_ASSIGNED TASK_.
For this listing, report how many lines contain the string "below", using only a number.

_SOURCE RECORDS_.
________________

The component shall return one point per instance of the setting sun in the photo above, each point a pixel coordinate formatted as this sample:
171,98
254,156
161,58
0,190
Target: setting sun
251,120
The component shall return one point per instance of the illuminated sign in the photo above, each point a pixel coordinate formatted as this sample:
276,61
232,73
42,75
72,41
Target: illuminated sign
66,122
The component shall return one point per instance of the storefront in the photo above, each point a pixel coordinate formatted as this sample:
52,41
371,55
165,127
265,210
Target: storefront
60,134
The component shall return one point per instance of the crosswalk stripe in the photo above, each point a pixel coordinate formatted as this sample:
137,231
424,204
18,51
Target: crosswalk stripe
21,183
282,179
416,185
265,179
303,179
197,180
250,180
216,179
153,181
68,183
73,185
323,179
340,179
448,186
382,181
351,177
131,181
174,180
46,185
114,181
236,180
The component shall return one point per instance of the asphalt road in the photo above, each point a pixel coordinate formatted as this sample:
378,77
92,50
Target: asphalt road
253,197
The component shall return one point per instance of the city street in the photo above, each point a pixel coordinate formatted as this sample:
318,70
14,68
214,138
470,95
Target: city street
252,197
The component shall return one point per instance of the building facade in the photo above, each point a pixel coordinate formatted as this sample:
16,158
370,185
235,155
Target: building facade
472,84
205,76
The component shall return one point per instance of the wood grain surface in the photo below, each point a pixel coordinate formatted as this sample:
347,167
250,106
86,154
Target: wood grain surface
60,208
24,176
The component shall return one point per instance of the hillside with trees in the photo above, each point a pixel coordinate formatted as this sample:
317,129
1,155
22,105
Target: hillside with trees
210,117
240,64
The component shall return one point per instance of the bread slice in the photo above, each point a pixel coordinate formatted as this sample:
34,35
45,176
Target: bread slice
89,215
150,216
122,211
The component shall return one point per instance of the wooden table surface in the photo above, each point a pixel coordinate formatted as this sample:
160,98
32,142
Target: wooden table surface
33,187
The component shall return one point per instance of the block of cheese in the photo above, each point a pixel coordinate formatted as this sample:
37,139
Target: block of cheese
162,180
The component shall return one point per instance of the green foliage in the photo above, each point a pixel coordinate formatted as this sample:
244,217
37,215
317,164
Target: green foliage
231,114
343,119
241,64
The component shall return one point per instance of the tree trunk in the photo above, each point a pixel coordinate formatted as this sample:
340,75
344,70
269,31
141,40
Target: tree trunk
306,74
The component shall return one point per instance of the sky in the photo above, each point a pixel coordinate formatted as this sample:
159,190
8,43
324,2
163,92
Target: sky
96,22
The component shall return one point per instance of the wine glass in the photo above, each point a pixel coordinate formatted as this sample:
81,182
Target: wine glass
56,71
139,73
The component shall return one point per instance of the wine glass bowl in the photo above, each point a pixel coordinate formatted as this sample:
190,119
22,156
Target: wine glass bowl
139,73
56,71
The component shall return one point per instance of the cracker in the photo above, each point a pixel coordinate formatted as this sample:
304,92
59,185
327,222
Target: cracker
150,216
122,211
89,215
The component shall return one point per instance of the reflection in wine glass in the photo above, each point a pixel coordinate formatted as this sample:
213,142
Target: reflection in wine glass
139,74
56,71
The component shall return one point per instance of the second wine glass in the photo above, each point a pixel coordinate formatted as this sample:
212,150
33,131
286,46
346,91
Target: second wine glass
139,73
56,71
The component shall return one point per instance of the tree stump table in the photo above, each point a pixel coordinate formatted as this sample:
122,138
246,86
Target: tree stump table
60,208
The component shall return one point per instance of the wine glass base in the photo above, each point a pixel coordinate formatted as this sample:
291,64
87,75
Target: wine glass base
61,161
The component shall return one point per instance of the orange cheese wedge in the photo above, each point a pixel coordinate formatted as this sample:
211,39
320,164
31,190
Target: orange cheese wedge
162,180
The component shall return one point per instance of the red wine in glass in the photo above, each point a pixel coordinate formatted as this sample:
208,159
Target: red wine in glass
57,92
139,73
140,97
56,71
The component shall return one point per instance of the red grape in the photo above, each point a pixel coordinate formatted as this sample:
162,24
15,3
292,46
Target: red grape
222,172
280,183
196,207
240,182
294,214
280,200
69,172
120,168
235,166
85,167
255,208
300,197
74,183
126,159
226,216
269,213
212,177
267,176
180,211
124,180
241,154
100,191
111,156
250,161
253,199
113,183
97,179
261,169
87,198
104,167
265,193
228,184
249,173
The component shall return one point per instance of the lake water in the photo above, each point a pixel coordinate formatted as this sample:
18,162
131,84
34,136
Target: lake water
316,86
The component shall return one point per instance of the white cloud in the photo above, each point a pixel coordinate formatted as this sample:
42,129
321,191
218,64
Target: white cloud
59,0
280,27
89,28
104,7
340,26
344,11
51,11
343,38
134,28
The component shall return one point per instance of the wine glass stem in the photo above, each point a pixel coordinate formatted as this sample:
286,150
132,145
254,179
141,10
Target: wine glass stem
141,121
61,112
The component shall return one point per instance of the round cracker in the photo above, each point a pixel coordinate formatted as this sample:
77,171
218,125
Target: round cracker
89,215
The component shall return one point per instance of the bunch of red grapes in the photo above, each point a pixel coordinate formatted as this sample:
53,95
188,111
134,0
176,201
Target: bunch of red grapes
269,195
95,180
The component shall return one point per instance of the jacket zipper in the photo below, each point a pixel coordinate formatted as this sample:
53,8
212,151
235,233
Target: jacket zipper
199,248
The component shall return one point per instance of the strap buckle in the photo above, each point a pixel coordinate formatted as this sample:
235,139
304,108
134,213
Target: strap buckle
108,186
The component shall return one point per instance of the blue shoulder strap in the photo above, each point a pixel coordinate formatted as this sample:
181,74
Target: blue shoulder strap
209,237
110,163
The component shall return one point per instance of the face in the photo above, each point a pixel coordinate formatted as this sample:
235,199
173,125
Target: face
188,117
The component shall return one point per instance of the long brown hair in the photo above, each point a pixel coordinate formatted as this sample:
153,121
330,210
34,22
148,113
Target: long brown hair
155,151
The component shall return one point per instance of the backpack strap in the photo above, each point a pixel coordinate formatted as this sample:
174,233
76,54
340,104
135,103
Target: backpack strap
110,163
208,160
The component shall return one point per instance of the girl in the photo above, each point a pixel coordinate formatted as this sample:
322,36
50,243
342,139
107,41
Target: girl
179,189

________________

_SOLUTION TO THIS TASK_.
2